• [Work to complete]: Transcribe the whole listing below. Pictures do not go in the copy.
#### Dataset entries
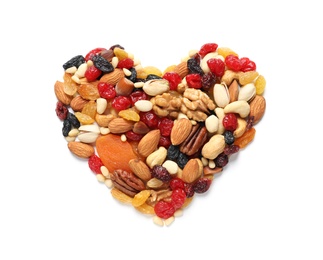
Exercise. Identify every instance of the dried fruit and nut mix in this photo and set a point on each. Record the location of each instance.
(157, 138)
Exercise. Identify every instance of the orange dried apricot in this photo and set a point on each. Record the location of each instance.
(114, 153)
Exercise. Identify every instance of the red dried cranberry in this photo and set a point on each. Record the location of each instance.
(207, 48)
(106, 90)
(150, 119)
(61, 110)
(121, 103)
(132, 136)
(95, 163)
(164, 209)
(137, 95)
(177, 183)
(92, 73)
(230, 122)
(165, 126)
(161, 173)
(202, 185)
(126, 63)
(178, 198)
(173, 78)
(216, 66)
(194, 80)
(233, 62)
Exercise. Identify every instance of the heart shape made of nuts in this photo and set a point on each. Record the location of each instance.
(157, 138)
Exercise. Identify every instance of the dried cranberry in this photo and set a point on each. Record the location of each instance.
(194, 80)
(216, 66)
(133, 136)
(160, 172)
(93, 52)
(61, 110)
(165, 126)
(173, 78)
(230, 122)
(207, 48)
(233, 62)
(92, 73)
(221, 160)
(106, 90)
(95, 163)
(164, 209)
(137, 95)
(126, 63)
(177, 183)
(202, 185)
(178, 198)
(150, 119)
(121, 103)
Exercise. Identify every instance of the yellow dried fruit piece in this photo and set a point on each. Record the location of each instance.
(247, 77)
(146, 209)
(140, 198)
(84, 118)
(225, 51)
(260, 85)
(120, 53)
(120, 196)
(129, 114)
(90, 109)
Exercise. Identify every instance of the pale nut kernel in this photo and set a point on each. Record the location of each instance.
(213, 147)
(240, 107)
(157, 157)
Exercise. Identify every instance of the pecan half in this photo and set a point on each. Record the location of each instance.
(127, 182)
(195, 140)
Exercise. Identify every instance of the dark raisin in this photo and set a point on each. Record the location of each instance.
(173, 152)
(133, 76)
(102, 64)
(221, 160)
(194, 67)
(182, 160)
(152, 76)
(160, 172)
(202, 185)
(228, 137)
(73, 120)
(67, 127)
(75, 61)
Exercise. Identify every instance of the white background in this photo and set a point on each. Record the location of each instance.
(267, 203)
########
• [Answer]:
Exercise. Identify every instance of the dried fruit and nut mix in this photo and set a point on each. Record the location of each instance.
(157, 138)
Exercise. Identify every instance of the orange dried apricot in this photo and set a point on each. Record the location of each instance.
(114, 153)
Exercise. Identify every instance of the red dried cranberry in this photo and set a point on each. Record the location of each instance.
(207, 48)
(106, 90)
(150, 119)
(61, 110)
(121, 103)
(132, 136)
(95, 163)
(164, 209)
(137, 95)
(177, 183)
(92, 73)
(230, 122)
(165, 126)
(161, 173)
(202, 185)
(126, 63)
(178, 198)
(173, 78)
(216, 66)
(194, 80)
(233, 62)
Exercise. Identify every instance of the heart shape made of nuts in this photo and set a point on each. Record the location of each instance.
(157, 138)
Exercise. Identify every instance of the dried cranberry in this photo and set a point on each. Record the location of each instance.
(194, 80)
(216, 66)
(133, 136)
(160, 172)
(93, 52)
(61, 110)
(165, 126)
(173, 78)
(230, 122)
(207, 48)
(233, 62)
(92, 73)
(221, 160)
(106, 90)
(95, 163)
(164, 209)
(137, 95)
(126, 63)
(177, 183)
(202, 185)
(178, 198)
(150, 119)
(121, 103)
Exercise. Identify every instance of the yellow dried fruit piece in this photo and set a point on each. Record the location of each instance.
(247, 77)
(146, 209)
(140, 198)
(84, 118)
(225, 51)
(260, 85)
(120, 53)
(120, 196)
(129, 114)
(90, 109)
Exercise. Identify every instance of the pale nut kernel in this photo and set a point on each. Record the location of each instance.
(213, 147)
(240, 107)
(157, 157)
Exercise. Identify every instance of the pecan half in this photo and set a point on each. Record the location of each instance.
(127, 182)
(195, 140)
Exercise. Identify every instance of the dark raisin in this photo and set a point on each. Record the location of each instance.
(173, 152)
(133, 76)
(102, 64)
(221, 160)
(194, 67)
(182, 160)
(152, 76)
(160, 172)
(202, 185)
(228, 137)
(73, 120)
(67, 127)
(75, 61)
Exercise. Identify every instance of the white background in this photo and set a point on each. Record the location of each instance.
(267, 203)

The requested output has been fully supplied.